Please return the data that follows precisely as written, but without the images.

Collected data:
#####

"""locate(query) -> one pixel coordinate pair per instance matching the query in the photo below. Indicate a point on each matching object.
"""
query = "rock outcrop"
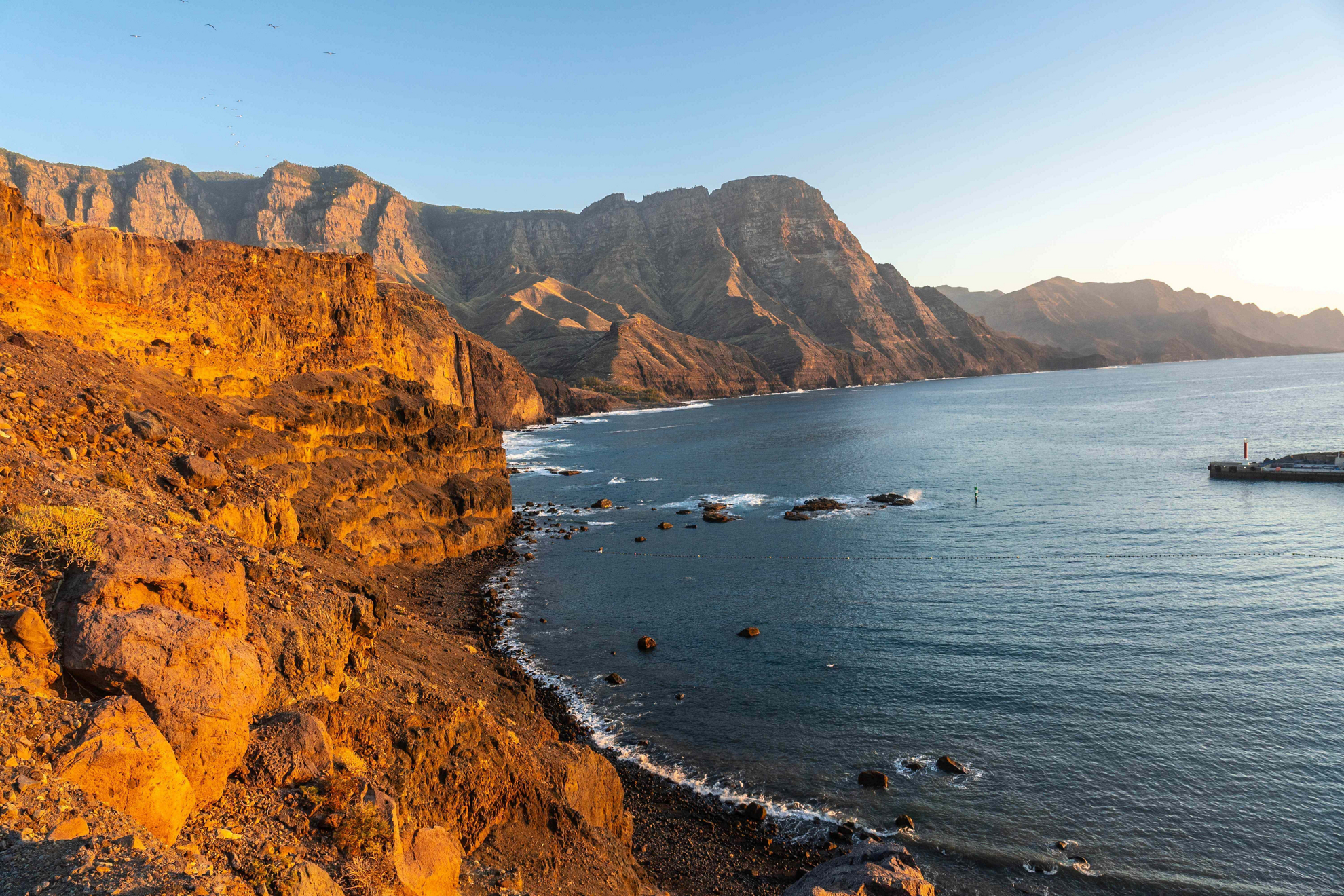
(873, 868)
(696, 293)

#####

Result of the exercise
"""locate(query) -> one pixel coordinate pair per instance matching the query in the photo below. Indicate a point on each matching object.
"""
query = "rock outcrop"
(873, 868)
(696, 293)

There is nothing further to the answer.